A study conducted in the Upper East Region has shown that contraceptives use among women of child bearing age is low despite wide knowledge of various types and benefits of contraceptives.
A population expert and research scientist, Dr Ayaga Bawah of Columbia University in the United States, brain behind the study, disclosed this at a conference of researchers and journalists held at the Navrongo Health Research Center.
Throwing more light on the research findings, Dr Bawah revealed that out of 5,511 women interviewed in seven rural districts only 13 per cent of them were using modern contraceptives.
Interestingly, about 19 % of those who reported not using contraceptives at the time of the survey wished they did not have children anymore whilst 36% of the non users indicated that they wanted to space the birth of their children.
Dr Bawah found it paradoxical that knowledge of the benefits and types of contraceptives among the population did not translate to wide acceptance rate and use of modern methods of contraceptives.
The study forms part of a baseline survey of a Columbia University collaborated Health programme known as Ghana Essential Health Intervention Programme (GEHIP), which is being piloted in three districts in the region. The programme supports the scale up of the Community-based Health Planning and Services (CHPS) programme meant to increase access to integrated primary services.
It also seeks to give new dimension to local budgeting and resource application using burden of disease data with an evidence need-based planning tool called the District Health Planning and Reporting Toolkit (DiHPART). Other interventions introduced by GEHIP included simplified health information management tools, as well as leadership development and capacity building initiatives.
Dr Bawah further observed that although Ghana was the first country in Sub- Saharan Africa to adopt family planning, fertility rate was still relatively high with most women using modern contraceptives being guided by intentions to space but not to limit child bearing.
He was emphatic that the results of his study implied a potentially high latent demand which if mobilised could increase contraceptive use rate in the Upper East. The outcome of the survey also suggests that the promotion of family planning should address the need for convenience, safe and effective methods of spacing child birth.
The conference of researchers and journalists was an initiative of the GEHIP in collaboration with the Navrongo Health Research Center, University of Ghana School of Public Health and Columbia University.
The conference was organised to offer Ghanaian Journalists and Researchers the opportunity to discuss important public health issues in Ghana and how to get the information to a wider audience in order raise awareness and drive policy change and action at the community through national levels.

• DATA EXTRACT:
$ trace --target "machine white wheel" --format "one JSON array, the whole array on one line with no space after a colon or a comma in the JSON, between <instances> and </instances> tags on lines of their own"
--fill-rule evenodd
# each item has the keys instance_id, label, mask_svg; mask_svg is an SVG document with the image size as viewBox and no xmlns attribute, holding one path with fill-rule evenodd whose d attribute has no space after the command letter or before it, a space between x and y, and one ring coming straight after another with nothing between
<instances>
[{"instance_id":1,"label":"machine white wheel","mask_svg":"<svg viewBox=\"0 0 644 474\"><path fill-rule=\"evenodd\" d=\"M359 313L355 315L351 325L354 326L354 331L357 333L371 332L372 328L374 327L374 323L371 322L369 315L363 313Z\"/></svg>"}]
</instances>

• STUDY QUESTIONS:
a. Extract from the article on contraceptive use the passage that begins with the words containing "A study conducted" and ends with "of their children.", copying it word for word.
b. Summarize the article on contraceptive use in two sentences.
The records come from a separate source and have no connection to the article on contraceptive use.

• SOLUTIONS TO THE PROBLEMS:
a.
A study conducted in the Upper East Region has shown that contraceptives use among women of child bearing age is low despite wide knowledge of various types and benefits of contraceptives.
A population expert and research scientist, Dr Ayaga Bawah of Columbia University in the United States, brain behind the study, disclosed this at a conference of researchers and journalists held at the Navrongo Health Research Center.
Throwing more light on the research findings, Dr Bawah revealed that out of 5,511 women interviewed in seven rural districts only 13 per cent of them were using modern contraceptives.
Interestingly, about 19 % of those who reported not using contraceptives at the time of the survey wished they did not have children anymore whilst 36% of the non users indicated that they wanted to space the birth of their children.

b. A study in the Upper East Region, presented by Dr Ayaga Bawah of Columbia University at the Navrongo Health Research Center, found that only 13 percent of 5,511 women interviewed in seven rural districts were using modern contraceptives, even though knowledge of contraceptives was wide. Because many non-users wanted to space or stop childbearing, he concluded that there was a potentially high latent demand that family planning promotion could mobilize by addressing the need for convenient, safe and effective spacing methods.